Lace is one of those naughty-but-nice fabrics. Nice because old ladies make it and hang it up over their windows. Naughty because it’s sort of see-through and decorates our panties and bras. It’s this combination that makes lace such a postmodern fabric: You see it and it mixes up your emotions. Which is exactly how everyone felt when they saw Christopher Kane’s ode to lace. The pattern looked vaguely like Burano lace— those marvellous old Italian webs woven with needle and silk thread—but the fabric was plasticky and neon, like you had spilled Gatorade over Grandma’s best tablecloth. And the cut! My God! How estranged from lingerie could lace be? Kane’s round-collared jackets and box-pleated skirts were churchy, except for the chromatic jolt. The spray-paint palette united virgin, whore and punk all in one modest skirtsuit.
After earlier collections from Prada, Givenchy,
Dolce & Gabbana, Kane is the latest designer to rethink lace. Why? Because for such a light fabric, it’s deliciously loaded with meaning. And where there is meaning, there is a message…to subvert. That’s why Madonna wore stretchy white lace and chirped “Like a Virgin.” A good Catholic, she was fooling with a near-holy fabric—the stuff of christenings, weddings and deaths—handmade and passed down through the generations. In fact, when it first emerged in the 15th century, lace was a kind of textile hymen: an exquisite, fragile wall between sinning and sainthood. John Francis Regis, the patron saint of lace, was so named because he had the bright idea of teaching girls to make lace in the convent rather than go off to the city and make whoopy. And so it followed that magnificent laces proliferated in the most ecclesiastical of places: sacrilegiously gorgeous point-de-rose laces draped over altars and popes. And because Church and State were so entwined, the secular lace one-upmanship was seen in the extraordinary trimmings on Louis XIV’s shirts and breeches.
“In the 16th and 17th centuries, lace was worn by the clergy, the nobility and the rich,” says Martine Fosse, chief curator at the Cité Internationale de la dentelle et de la mode de Calais. “Only men wore lace then, and it was a feature of military uniforms. Look at Louis XIV. Look at his knees. Those rosettes are extremely sophisticated.”
Christopher Kane and Erdem images courtesy of ImaxTREE.com
When you think that a pair of dress flounces in Alençon lace created for the exhibition in Paris in 1867 required 40 women seven years to make, it is clear that lace was no cheap frill. It employed hundreds of women in Italy, France and Belgium. Still today, a small number of lacemakers continue to make it by hand. They sit over cushions, bristling with pins, clicking long dangling wooden spools back and forth as they loop, braid and twist threads into intricate patterns. “I went to a lace club, and I sat next to mostly senior ladies who taught me the secrets of the craft,” says artist Joep Verhoeven, who once incorporated lace patterns into a chain-link fence. “Lace is like chess because you play it by certain rules and you have to think ahead to plan your next move.”

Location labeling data
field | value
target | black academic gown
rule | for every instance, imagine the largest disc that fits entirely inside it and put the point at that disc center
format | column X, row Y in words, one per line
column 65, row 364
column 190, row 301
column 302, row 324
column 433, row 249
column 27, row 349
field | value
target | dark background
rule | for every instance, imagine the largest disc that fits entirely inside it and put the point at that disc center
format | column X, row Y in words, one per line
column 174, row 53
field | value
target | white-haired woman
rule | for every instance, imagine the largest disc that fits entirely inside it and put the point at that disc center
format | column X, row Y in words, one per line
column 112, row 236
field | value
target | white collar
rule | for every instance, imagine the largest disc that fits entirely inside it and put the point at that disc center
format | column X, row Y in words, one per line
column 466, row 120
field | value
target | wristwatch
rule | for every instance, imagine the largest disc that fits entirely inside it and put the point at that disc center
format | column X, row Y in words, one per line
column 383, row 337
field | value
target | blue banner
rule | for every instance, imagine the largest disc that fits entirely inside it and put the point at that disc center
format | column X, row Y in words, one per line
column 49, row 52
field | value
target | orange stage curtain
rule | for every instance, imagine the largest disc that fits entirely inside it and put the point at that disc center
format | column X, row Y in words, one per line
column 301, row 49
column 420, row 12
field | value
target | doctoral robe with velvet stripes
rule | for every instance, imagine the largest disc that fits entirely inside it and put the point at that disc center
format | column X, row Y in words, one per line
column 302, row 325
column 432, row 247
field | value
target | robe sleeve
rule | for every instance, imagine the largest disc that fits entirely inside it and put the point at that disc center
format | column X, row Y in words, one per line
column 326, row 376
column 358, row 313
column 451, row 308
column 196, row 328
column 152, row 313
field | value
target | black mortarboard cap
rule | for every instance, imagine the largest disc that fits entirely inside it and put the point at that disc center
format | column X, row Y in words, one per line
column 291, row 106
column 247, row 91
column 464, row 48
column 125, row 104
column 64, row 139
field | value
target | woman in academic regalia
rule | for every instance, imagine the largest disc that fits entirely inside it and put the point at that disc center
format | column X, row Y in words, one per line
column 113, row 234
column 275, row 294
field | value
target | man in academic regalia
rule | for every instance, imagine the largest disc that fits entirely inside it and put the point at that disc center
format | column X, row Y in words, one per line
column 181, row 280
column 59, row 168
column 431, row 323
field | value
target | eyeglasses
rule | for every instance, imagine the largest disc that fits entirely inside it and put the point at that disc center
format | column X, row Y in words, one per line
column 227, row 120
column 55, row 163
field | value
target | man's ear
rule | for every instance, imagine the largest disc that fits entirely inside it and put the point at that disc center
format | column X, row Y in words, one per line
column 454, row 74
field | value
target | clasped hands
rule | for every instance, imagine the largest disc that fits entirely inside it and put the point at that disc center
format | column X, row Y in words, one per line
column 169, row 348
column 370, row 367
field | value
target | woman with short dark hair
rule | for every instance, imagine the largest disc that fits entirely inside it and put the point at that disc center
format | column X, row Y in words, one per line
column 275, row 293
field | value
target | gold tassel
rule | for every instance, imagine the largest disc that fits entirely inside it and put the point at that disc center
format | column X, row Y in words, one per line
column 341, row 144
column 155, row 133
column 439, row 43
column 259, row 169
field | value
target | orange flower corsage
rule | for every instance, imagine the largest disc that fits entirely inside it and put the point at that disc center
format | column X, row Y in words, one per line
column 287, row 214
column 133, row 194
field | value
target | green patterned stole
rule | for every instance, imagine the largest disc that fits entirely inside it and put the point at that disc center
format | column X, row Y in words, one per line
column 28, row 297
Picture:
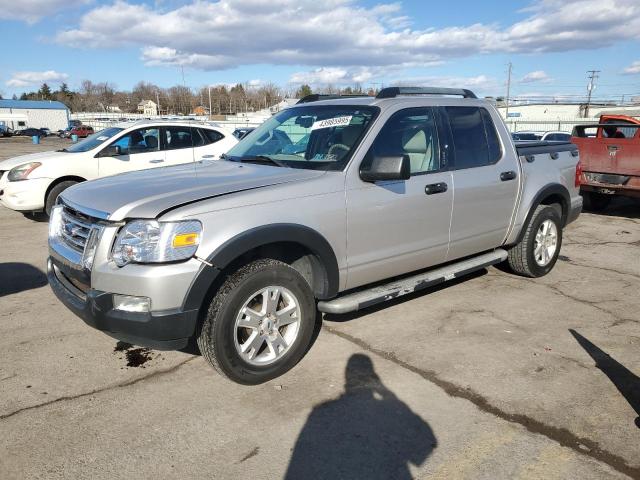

_PROBLEM A_
Write out the portion of the article on lace starting at "Lace is one" and ending at "one modest skirtsuit.".
_PROBLEM B_
Extend the article on lace, picking up from its final sentence.

_EXERCISE RESPONSE A_
Lace is one of those naughty-but-nice fabrics. Nice because old ladies make it and hang it up over their windows. Naughty because it’s sort of see-through and decorates our panties and bras. It’s this combination that makes lace such a postmodern fabric: You see it and it mixes up your emotions. Which is exactly how everyone felt when they saw Christopher Kane’s ode to lace. The pattern looked vaguely like Burano lace— those marvellous old Italian webs woven with needle and silk thread—but the fabric was plasticky and neon, like you had spilled Gatorade over Grandma’s best tablecloth. And the cut! My God! How estranged from lingerie could lace be? Kane’s round-collared jackets and box-pleated skirts were churchy, except for the chromatic jolt. The spray-paint palette united virgin, whore and punk all in one modest skirtsuit.

_EXERCISE RESPONSE B_
The cerebrality of lace is something most of us haven’t pondered before. It is chaste if one is old-fashioned, and sexy if one is not, but few of us think of it as brainy. And yet lace is highly informational. In its heyday, during the baroque era, lace, like stained glass, was a cryptogram: To see it was to decipher it. “Lace was extremely codified,” explains Fosse. “You couldn’t wear just any lace. It depended on the dress you were wearing, your gender, your age, your marital status. There were laces a married woman could wear that an unmarried woman couldn’t. The iconography of lace gave one a great deal of information about the person wearing it, but the codes changed from one century to the next.”
Machines forever changed lace conventions. In 1813, during the Napoleonic Wars, John Leavers of Nottingham, England, invented the first lacemaking machine. The most interesting thing about Leavers’ invention was its use of perforated jacquard cards to create pattern. Exactly like the punched cards used in early computers, jacquard (still used today in the fabled Cluny Lace factory in Derbyshire) reiterates lace’s coded nature, expressing it in binary form. Like the steam engine, the Leavers machine precipitated an industrial revolution— one that eventually spread to France, when Leavers machines were smuggled out of England. “Machines made lace available for practically all classes of society,” says Natalia Nekrassova, curator at the Textile Museum of Canada. “They made it possible to produce pieces of limited size, used mainly in clothing, and also large bedspreads, covers and curtains, thus incorporating the lace deeper and broader into society.”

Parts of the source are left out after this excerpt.